▶ [TASK INSTRUCTIONS]:
Count how many lines of the items below contain the string "road", matching case exactly, and reply with the number alone.

(Entries taken from a pointing dataset)
______________________________

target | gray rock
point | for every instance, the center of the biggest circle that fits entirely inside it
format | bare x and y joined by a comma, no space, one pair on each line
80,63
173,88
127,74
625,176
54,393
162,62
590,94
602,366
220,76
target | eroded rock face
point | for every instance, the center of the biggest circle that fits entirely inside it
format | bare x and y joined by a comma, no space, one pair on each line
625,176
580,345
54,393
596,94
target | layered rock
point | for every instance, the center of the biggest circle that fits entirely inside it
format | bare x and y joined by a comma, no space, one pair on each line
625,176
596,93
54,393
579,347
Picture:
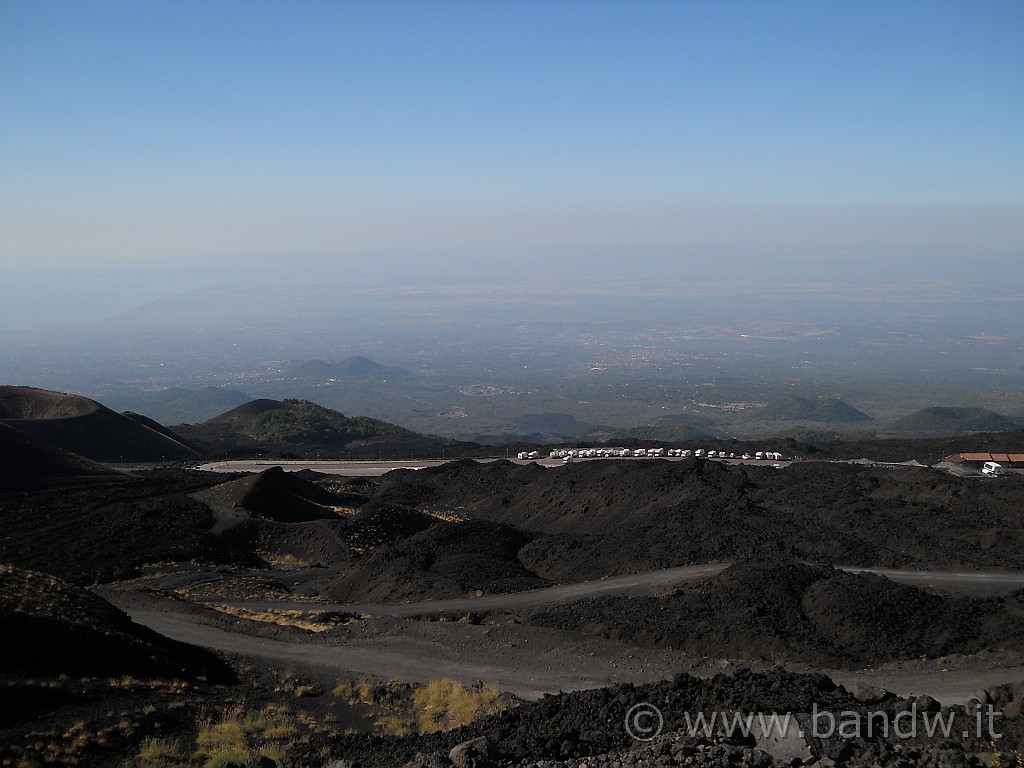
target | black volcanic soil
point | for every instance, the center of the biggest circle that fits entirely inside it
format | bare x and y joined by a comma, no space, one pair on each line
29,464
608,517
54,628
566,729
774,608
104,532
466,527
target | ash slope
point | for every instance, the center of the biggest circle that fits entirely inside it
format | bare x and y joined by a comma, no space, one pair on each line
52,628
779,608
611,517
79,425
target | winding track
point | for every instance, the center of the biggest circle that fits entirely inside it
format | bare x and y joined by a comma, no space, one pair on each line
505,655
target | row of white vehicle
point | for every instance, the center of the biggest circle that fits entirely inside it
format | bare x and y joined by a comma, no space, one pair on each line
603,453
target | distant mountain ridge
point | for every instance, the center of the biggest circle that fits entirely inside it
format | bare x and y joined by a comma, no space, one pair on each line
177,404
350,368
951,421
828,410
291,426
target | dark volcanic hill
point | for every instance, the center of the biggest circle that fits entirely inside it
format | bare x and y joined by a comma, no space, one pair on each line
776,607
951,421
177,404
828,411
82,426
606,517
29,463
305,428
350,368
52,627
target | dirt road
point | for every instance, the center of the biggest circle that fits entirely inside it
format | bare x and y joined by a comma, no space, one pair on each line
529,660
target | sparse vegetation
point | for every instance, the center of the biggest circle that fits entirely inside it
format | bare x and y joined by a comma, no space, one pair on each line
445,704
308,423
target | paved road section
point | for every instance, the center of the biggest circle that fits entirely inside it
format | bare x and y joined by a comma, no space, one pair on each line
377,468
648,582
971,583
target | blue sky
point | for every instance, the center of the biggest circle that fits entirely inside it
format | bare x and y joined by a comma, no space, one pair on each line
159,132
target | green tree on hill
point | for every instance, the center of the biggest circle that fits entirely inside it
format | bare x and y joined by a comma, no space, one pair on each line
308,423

______________________________

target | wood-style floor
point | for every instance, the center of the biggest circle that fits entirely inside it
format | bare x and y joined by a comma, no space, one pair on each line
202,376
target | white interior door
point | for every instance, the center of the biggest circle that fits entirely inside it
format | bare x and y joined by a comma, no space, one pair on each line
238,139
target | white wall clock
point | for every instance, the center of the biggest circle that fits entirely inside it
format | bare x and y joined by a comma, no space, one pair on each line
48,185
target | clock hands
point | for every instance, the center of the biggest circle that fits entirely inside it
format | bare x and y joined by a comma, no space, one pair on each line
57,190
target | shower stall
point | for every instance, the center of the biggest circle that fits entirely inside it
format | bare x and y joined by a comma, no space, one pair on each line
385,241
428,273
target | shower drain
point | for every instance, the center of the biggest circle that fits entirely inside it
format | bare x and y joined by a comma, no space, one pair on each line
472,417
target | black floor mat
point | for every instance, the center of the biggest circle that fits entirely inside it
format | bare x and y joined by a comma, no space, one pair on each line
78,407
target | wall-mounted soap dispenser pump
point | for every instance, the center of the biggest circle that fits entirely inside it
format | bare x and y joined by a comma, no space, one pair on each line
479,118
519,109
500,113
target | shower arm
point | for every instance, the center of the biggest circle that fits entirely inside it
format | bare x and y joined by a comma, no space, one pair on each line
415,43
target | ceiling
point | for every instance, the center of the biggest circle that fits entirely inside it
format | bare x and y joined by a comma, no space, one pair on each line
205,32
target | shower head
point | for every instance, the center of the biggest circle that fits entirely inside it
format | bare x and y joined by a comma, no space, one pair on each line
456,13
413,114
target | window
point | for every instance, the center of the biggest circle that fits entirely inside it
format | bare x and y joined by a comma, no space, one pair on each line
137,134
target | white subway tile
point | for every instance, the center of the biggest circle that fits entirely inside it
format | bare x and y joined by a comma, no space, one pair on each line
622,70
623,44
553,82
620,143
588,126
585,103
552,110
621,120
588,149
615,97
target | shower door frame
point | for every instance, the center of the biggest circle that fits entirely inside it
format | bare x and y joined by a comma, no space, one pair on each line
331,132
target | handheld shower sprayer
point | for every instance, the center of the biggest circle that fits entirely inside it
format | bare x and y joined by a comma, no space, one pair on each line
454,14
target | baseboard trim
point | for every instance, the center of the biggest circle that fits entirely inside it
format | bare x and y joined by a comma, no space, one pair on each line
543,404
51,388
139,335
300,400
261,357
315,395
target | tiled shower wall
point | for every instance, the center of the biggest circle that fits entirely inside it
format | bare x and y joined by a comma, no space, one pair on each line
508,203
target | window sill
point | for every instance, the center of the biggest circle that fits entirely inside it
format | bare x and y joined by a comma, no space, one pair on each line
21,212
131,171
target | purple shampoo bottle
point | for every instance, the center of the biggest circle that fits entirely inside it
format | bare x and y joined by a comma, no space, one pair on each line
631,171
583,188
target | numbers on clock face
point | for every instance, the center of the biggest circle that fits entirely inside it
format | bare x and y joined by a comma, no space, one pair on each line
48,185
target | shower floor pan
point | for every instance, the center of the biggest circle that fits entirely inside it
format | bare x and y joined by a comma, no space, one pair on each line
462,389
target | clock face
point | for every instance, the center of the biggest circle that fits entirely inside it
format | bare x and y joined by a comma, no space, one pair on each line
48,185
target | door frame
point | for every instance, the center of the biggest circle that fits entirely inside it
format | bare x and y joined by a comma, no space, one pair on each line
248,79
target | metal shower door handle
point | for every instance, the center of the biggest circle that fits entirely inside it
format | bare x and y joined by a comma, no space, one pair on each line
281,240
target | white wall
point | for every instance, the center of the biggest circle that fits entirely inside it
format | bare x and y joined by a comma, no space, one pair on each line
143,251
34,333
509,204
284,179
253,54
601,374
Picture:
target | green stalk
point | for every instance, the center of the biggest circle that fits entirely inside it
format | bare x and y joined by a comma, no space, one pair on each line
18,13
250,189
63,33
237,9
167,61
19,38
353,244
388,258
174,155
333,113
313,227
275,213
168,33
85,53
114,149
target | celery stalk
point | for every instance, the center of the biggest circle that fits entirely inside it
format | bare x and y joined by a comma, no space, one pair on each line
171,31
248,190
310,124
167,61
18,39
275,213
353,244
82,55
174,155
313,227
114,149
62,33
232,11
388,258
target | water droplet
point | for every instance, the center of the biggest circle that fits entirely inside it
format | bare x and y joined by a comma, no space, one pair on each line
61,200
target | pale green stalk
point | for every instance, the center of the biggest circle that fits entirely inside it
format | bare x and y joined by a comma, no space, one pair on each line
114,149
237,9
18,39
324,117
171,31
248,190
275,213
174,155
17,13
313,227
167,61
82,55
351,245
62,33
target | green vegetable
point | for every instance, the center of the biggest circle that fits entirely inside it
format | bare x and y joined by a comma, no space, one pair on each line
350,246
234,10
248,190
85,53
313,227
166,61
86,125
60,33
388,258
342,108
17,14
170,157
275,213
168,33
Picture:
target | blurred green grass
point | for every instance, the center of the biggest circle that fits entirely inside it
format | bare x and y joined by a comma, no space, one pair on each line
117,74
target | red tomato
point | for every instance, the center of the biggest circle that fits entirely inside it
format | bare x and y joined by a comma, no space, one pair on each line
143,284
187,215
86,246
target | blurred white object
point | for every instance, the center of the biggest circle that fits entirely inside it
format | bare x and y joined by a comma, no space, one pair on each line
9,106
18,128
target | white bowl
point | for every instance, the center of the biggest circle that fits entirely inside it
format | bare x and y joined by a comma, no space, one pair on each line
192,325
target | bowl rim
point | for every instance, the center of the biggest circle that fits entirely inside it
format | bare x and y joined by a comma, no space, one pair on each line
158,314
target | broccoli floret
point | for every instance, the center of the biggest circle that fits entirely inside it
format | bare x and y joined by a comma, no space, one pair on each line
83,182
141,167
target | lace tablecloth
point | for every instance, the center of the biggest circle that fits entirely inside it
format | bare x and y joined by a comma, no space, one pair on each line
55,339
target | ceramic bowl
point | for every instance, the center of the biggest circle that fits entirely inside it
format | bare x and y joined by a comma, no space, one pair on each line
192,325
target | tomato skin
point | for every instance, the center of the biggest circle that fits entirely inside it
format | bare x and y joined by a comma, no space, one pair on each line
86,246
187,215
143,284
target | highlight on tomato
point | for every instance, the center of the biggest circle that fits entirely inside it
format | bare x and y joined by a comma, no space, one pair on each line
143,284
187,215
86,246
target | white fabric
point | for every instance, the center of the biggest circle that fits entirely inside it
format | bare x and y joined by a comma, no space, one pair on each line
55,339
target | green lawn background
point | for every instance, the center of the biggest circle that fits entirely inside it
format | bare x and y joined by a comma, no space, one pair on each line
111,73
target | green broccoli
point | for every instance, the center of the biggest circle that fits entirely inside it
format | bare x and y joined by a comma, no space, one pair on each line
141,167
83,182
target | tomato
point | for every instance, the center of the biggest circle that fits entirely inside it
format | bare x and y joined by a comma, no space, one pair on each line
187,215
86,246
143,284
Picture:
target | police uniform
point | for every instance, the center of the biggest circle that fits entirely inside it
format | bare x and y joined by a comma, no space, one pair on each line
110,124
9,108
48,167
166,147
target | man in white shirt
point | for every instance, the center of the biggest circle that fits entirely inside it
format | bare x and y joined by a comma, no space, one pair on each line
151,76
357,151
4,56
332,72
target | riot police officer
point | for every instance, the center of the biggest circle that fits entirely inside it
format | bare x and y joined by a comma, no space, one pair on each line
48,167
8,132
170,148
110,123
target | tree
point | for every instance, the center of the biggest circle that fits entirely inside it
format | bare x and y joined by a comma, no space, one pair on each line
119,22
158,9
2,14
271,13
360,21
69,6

______________________________

▶ [EXERCISE OUTPUT]:
2